EXTRACT TO READ
(begin)
By 苏剑林 | Oct 16, 2020
Whether in competitions, experiments, or engineering, we often encounter situations where the distribution of the training set and the test set is inconsistent. Generally, we split a validation set from the training set to tune hyperparameters (refer to "The Significance of Training, Validation, and Test Sets"), such as controlling the number of training epochs to prevent overfitting. However, if the validation set itself is quite different from the test set, a model that performs well on the validation set does not necessarily perform well on the test set. Therefore, how to make the distribution of the split validation set closer to the test set is a topic worth researching.
Two Cases
First, clarify that what this article considers is a scenario where we can obtain the test set data itself but do not know the test set labels. If it is a scenario where models are submitted for closed evaluation and we cannot see the test set at all, there is not much we can do. Why does the phenomenon of inconsistent training and test set distributions occur? There are mainly two situations.
(end)
DATASET EXTRACT
(begin)
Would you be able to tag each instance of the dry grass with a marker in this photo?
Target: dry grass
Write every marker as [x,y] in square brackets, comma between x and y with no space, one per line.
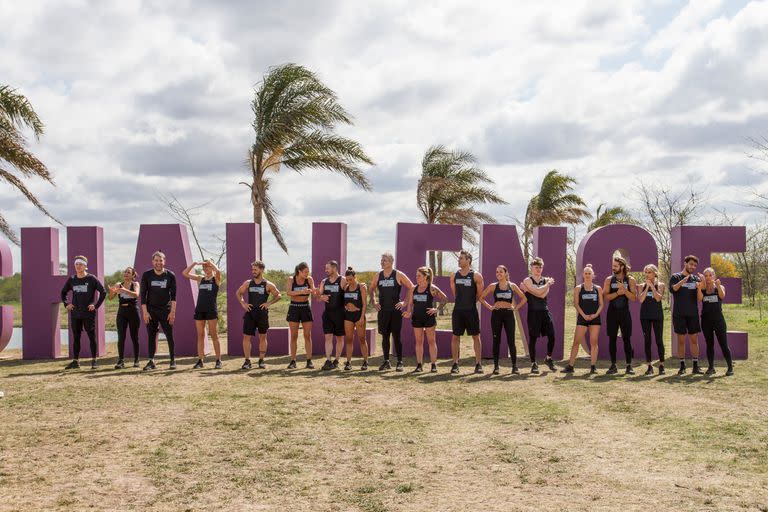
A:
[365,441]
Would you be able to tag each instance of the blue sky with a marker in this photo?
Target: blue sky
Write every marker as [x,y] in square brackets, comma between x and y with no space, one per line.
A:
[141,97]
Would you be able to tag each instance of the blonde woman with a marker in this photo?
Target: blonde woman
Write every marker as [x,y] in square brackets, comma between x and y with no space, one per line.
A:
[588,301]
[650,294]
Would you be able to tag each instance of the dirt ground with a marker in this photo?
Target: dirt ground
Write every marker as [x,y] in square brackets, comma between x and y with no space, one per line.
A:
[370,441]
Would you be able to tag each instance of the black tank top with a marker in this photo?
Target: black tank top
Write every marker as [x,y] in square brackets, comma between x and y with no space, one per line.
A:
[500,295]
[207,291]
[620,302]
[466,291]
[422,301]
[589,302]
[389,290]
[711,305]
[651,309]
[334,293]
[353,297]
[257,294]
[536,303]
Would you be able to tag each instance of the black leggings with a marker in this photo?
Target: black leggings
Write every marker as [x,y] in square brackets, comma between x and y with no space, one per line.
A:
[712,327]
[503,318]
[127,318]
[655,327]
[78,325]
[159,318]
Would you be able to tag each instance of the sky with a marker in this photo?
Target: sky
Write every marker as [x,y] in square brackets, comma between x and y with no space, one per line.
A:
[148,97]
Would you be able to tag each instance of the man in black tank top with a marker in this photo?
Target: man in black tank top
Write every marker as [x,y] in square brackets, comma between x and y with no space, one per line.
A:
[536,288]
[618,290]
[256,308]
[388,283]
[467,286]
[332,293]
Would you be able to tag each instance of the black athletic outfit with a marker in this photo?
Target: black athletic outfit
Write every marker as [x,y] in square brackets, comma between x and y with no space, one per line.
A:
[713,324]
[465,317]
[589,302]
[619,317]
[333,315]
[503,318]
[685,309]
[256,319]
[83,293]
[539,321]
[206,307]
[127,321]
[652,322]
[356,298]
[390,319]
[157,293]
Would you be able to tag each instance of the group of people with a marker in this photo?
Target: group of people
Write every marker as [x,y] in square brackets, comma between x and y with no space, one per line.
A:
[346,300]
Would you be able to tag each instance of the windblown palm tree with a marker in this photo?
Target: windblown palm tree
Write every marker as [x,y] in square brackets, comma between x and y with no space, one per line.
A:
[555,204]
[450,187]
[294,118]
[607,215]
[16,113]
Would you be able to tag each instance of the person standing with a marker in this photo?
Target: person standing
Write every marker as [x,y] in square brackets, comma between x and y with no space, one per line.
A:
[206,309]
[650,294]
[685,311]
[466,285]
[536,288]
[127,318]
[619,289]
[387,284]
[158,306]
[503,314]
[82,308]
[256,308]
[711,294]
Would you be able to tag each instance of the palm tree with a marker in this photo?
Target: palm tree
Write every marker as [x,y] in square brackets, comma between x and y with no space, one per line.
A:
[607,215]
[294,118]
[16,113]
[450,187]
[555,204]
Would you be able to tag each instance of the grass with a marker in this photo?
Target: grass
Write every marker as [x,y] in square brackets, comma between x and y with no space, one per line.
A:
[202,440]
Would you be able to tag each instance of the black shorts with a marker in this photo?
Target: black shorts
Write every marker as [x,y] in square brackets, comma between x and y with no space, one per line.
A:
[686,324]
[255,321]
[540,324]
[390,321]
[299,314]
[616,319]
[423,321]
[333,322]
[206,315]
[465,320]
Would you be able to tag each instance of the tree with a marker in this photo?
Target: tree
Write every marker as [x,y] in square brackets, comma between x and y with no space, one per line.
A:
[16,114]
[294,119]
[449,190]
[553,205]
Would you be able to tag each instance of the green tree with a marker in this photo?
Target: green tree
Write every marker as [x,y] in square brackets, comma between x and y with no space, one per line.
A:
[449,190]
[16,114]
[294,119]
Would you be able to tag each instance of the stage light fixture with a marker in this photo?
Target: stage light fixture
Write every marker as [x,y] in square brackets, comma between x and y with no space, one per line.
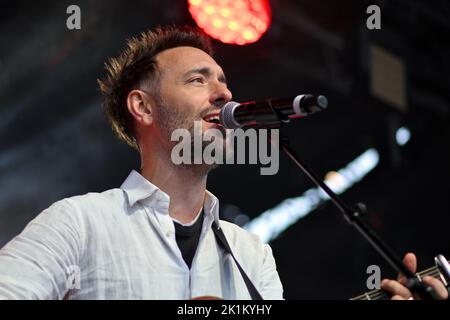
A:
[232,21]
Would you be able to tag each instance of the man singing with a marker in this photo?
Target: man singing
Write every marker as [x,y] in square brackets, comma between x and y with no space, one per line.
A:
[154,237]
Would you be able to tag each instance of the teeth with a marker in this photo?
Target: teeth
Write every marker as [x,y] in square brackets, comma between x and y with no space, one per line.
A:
(end)
WHAT IS ASKED
1. Repeat the article on validation sets word for word, from "By 苏剑林 | Oct" up to and including "topic worth researching.".
2. In the article on validation sets, what scenario does the article say it considers regarding the test set?
The listing is separate material from the article on validation sets.

FINAL RESULTS
1.
By 苏剑林 | Oct 16, 2020
Whether in competitions, experiments, or engineering, we often encounter situations where the distribution of the training set and the test set is inconsistent. Generally, we split a validation set from the training set to tune hyperparameters (refer to "The Significance of Training, Validation, and Test Sets"), such as controlling the number of training epochs to prevent overfitting. However, if the validation set itself is quite different from the test set, a model that performs well on the validation set does not necessarily perform well on the test set. Therefore, how to make the distribution of the split validation set closer to the test set is a topic worth researching.

2. A scenario where the test set data itself can be obtained but the test set labels are not known.